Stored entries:
^^^^^^^^
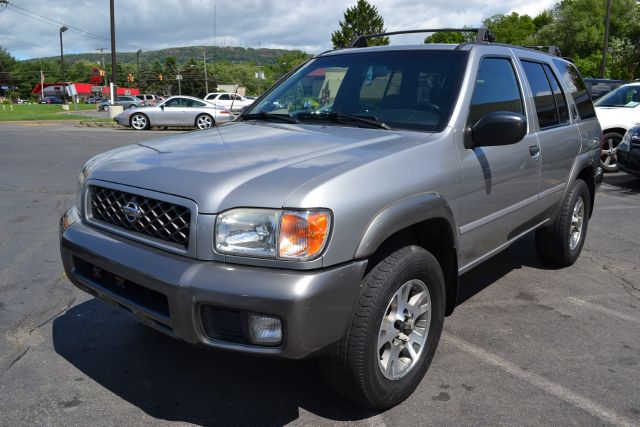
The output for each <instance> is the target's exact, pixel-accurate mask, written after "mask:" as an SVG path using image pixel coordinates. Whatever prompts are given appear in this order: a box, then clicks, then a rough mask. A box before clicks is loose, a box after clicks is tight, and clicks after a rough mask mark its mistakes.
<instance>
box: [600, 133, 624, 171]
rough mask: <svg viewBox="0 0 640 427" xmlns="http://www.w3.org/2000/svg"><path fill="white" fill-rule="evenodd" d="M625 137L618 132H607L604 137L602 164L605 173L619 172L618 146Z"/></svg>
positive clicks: (602, 166)
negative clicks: (617, 155) (618, 159)
mask: <svg viewBox="0 0 640 427" xmlns="http://www.w3.org/2000/svg"><path fill="white" fill-rule="evenodd" d="M622 138H623V135H620V134H619V133H618V132H607V133H606V134H604V136H603V138H602V139H603V142H602V154H601V155H600V164H601V165H602V169H604V171H605V172H617V171H618V163H617V161H618V158H617V154H616V152H617V151H618V145H620V142H622Z"/></svg>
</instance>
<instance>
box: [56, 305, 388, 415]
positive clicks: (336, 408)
mask: <svg viewBox="0 0 640 427" xmlns="http://www.w3.org/2000/svg"><path fill="white" fill-rule="evenodd" d="M53 344H54V348H55V351H56V352H57V353H58V354H59V355H61V356H62V357H63V358H65V359H66V360H67V361H69V362H70V363H71V364H72V365H73V366H75V367H76V368H77V369H79V370H80V371H81V372H83V374H85V375H86V376H87V377H89V378H91V379H92V380H94V381H96V382H97V383H98V384H100V385H101V386H103V387H105V388H106V389H108V390H109V391H111V392H112V393H114V394H116V395H117V396H119V397H120V398H122V399H124V400H125V401H127V402H129V403H130V404H132V405H135V406H137V407H138V408H140V409H142V410H143V411H144V412H146V413H147V414H149V415H150V416H152V417H154V418H158V419H162V420H168V421H182V422H189V423H193V424H198V425H203V426H208V425H261V426H262V425H284V424H286V423H289V422H291V421H294V420H296V419H298V418H299V417H300V415H301V414H300V408H302V409H303V410H304V411H308V412H311V413H314V414H317V415H319V416H321V417H324V418H328V419H332V420H336V421H352V420H360V419H364V418H368V417H371V416H373V415H375V413H374V412H372V411H368V410H364V409H360V408H358V407H356V405H354V404H353V403H351V402H349V401H347V400H345V399H343V398H341V397H339V396H338V395H336V394H335V393H334V392H333V391H332V390H331V389H330V388H329V387H328V386H327V385H325V383H324V382H323V380H322V378H321V376H320V374H319V372H318V369H317V362H315V361H314V360H307V361H287V360H277V359H269V358H261V357H254V356H245V355H241V354H235V353H231V352H223V351H214V350H211V349H207V348H200V347H195V346H192V345H189V344H186V343H183V342H179V341H177V340H174V339H172V338H170V337H166V336H164V335H162V334H160V333H159V332H156V331H153V330H152V329H150V328H148V327H146V326H143V325H141V324H139V323H138V322H137V321H136V320H135V319H133V318H132V317H130V316H129V315H128V314H125V313H121V312H119V311H116V310H114V309H113V308H111V307H109V306H107V305H106V304H104V303H102V302H100V301H98V300H96V299H92V300H89V301H87V302H84V303H81V304H79V305H77V306H75V307H73V308H72V309H70V310H68V311H67V312H66V313H65V314H64V315H62V316H60V317H58V318H56V319H55V321H54V322H53Z"/></svg>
^^^^^^^^
- [WHAT NEEDS TO BE DONE]
Leave out the pictures and output the rest of the records exactly.

- [TASK RESULT]
The output for each <instance> is the target's exact, pixel-accurate mask, written after "mask:" as an SVG path using image pixel coordinates. Whatever prompts are given appear in this order: a box, then clicks, then a rough mask. A box before clicks is loose, a box after clicks is tight, and clicks after a rough mask mark its mistakes.
<instance>
box: [600, 133, 624, 171]
rough mask: <svg viewBox="0 0 640 427" xmlns="http://www.w3.org/2000/svg"><path fill="white" fill-rule="evenodd" d="M625 137L618 132H607L604 137L602 164L605 173L619 172L618 146Z"/></svg>
positive clicks: (602, 166)
negative clicks: (617, 155) (618, 159)
mask: <svg viewBox="0 0 640 427" xmlns="http://www.w3.org/2000/svg"><path fill="white" fill-rule="evenodd" d="M622 138H623V135H620V134H619V133H618V132H607V133H606V134H604V136H603V138H602V139H603V142H602V154H601V155H600V164H601V165H602V169H604V171H605V172H617V171H618V163H617V161H618V158H617V154H616V152H617V151H618V145H620V142H622Z"/></svg>
</instance>
<instance>
box: [56, 305, 388, 415]
positive clicks: (336, 408)
mask: <svg viewBox="0 0 640 427" xmlns="http://www.w3.org/2000/svg"><path fill="white" fill-rule="evenodd" d="M53 344H54V348H55V351H56V352H57V353H58V354H59V355H61V356H62V357H63V358H65V359H66V360H67V361H69V362H70V363H71V364H72V365H73V366H75V367H76V368H77V369H79V370H80V371H81V372H83V374H85V375H86V376H87V377H89V378H91V379H92V380H94V381H96V382H97V383H98V384H100V385H101V386H103V387H105V388H106V389H108V390H109V391H111V392H112V393H114V394H116V395H117V396H119V397H120V398H122V399H124V400H125V401H127V402H129V403H130V404H132V405H135V406H137V407H138V408H140V409H142V410H143V411H144V412H146V413H147V414H149V415H150V416H152V417H154V418H158V419H162V420H168V421H182V422H189V423H193V424H198V425H203V426H208V425H261V426H262V425H284V424H286V423H289V422H291V421H294V420H296V419H298V418H299V417H300V415H301V414H300V408H302V409H303V410H304V411H308V412H311V413H314V414H317V415H319V416H321V417H324V418H328V419H332V420H336V421H352V420H360V419H364V418H368V417H371V416H373V415H375V413H374V412H372V411H368V410H364V409H360V408H358V407H356V405H354V404H353V403H351V402H349V401H347V400H345V399H343V398H341V397H339V396H338V395H336V394H335V393H334V392H333V391H332V390H331V389H330V388H329V387H328V386H327V385H325V383H324V382H323V380H322V378H321V376H320V374H319V372H318V369H317V362H315V361H314V360H307V361H287V360H277V359H269V358H261V357H254V356H245V355H241V354H235V353H231V352H223V351H214V350H211V349H207V348H200V347H195V346H192V345H189V344H186V343H183V342H179V341H177V340H174V339H172V338H170V337H166V336H164V335H162V334H160V333H159V332H156V331H153V330H152V329H150V328H148V327H146V326H143V325H141V324H139V323H138V322H137V321H136V320H135V319H133V318H132V317H130V316H129V315H128V314H125V313H121V312H119V311H116V310H114V309H113V308H111V307H109V306H107V305H106V304H104V303H102V302H100V301H98V300H96V299H92V300H89V301H87V302H84V303H81V304H79V305H77V306H75V307H73V308H72V309H70V310H68V311H67V312H66V313H65V314H64V315H62V316H60V317H58V318H56V319H55V321H54V322H53Z"/></svg>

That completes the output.